- _Source text_
● ● ● ● ● ● ●
Suresh Surana, Founder of RSM India

Thus, a company opting for this option would be subjected to an effective tax rate of 17.16% inclusive of surcharge & cess and would not be required to pay MAT. This coupled with the GST implementation has made India a compelling location for manufacturing as several global companies are desirous of broad basing their global manufacturing base to India.

One condition needs to be relaxed to make this provision fully effective. The need to set up a “new manufacturing company” after 1 October 2019 results in denial of the lower rate for the businesses who have existing companies in India but wish to set up a new manufacturing unit under the same company. It would be advisable to extend this benefit to the profits derived from “new manufacturing units” set up on or after 1 October 2019 irrespective of whether a separate company has been set up or not. 

There are several provisions of the Income-tax Act where a lower rate applies to certain type of income and this basis can be used for the profits of new manufacturing units as well. 

Taxation of Dividends @20% for Resident Shareholders

The optional corporate tax regime has lowered the corporate tax rate to 22% plus surcharge and cess resulting in an effective tax rate of 25.17% in most cases. However, dividends distributed by Indian companies are subject to taxation again in the hands of the shareholders. The tax rate applicable for non-residents on such dividends is 20% plus surcharge and cess under the provisions of the IT Act (which may be further reduced under the Double Taxation Avoidance Agreement).

However, in case of resident individuals/ HUFs and partnership firms/LLPs, such dividends are taxed as per slab rates/ applicable rate and can be as high as 35.88%. This results in an effective tax of 52% on profits earned by the companies and distributed to the shareholders. There is a need to reduce this rate to 20% (or lower in case of taxpayers subject to the lower income slabs) in case of resident shareholders as applicable to non-residents.
● ● ● ● ● ● ●
Stored items from a collection:
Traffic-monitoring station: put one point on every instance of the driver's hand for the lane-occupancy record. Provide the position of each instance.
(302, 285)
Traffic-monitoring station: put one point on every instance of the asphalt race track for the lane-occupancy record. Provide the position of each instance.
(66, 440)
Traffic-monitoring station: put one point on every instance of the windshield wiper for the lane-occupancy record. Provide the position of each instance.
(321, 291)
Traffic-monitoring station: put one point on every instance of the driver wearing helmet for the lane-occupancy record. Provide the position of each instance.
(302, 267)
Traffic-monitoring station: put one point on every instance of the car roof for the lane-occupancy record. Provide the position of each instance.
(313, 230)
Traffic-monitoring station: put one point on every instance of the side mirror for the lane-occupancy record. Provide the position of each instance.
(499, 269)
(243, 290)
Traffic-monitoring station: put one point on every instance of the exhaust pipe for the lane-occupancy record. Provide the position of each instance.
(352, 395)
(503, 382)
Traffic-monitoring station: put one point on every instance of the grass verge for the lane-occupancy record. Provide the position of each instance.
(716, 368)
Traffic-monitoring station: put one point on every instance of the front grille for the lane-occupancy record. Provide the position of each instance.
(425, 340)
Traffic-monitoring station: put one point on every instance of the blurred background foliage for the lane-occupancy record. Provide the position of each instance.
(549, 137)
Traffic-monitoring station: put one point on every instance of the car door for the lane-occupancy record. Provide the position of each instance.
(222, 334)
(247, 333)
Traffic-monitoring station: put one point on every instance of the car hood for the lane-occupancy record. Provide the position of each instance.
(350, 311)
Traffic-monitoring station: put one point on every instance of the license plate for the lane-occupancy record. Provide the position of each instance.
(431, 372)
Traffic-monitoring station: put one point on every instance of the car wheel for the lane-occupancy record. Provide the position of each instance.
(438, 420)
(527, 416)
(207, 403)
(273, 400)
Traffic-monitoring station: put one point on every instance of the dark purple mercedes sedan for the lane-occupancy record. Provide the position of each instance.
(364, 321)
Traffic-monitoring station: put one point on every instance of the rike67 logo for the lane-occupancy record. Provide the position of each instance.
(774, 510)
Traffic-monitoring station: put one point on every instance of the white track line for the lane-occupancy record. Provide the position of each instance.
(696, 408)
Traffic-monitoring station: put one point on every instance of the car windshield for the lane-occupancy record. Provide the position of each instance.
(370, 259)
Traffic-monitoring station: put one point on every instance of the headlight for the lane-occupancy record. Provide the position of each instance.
● ● ● ● ● ● ●
- _Exercise requirements_
Continue the passage on Indian corporate and dividend tax proposals, beginning immediately after its final sentence.

- _Response area_
Deduction in respect of employee costs – Section 80JJAA

With an intent to boost the employment generation for all sectors, the Finance Act of 2016 introduced section 80JJAA in order to provide a deduction of 30% of additional employee cost for three assessment year to all assesses who are audited under section 44AB. However, such deduction has been restricted only in case of employees drawing salaries or wages up to Rs. 25,000 per month which has limited the benefit of the provision as several employment intensive businesses have workforce drawing remuneration exceeding the above threshold.

The past year has witnessed a severe cut in the jobs due to the nationwide lockdown. Hence, there is a dire need to boost the employment generation as it is a key to economic growth and development.

In view of the above, it is expected that the limit of emoluments be increased to Rs. 50,000 a month from Rs. 25,000 per month. Further, it would be more appropriate to extend the benefit of the overall employee cost at a reduced rate of 10% instead of 30% of the additional employee cost since job retention is as important as new job creation. 

Elimination of Notional Taxation of Stock under House Property for Builders and Developers

Section 23(5) of the IT Act provides for the taxation of House property which is held as stock-in-trade pursuant to certain conditions. Even if such house property is not let out after two years from the end of the financial year in which the certificate of completion of construction of the property is obtained from the competent authority, the said property would be subjected to notional basis of taxation. It is pertinent to note that no such notional tax is levied for a period of 2 years.

The rationale behind the said provision was to eliminate hoarding of real estate properties for speculative purposes. However, in the current pandemic situation, the real estate builders and developers are already facing genuine hardship in disposing off the properties resulting in accumulation of unsold inventory.

In view of the above, the said provision either needs to be repealed or the period should be increased from 2 years to 3 years with retrospective effect from FY 2020-21 itself.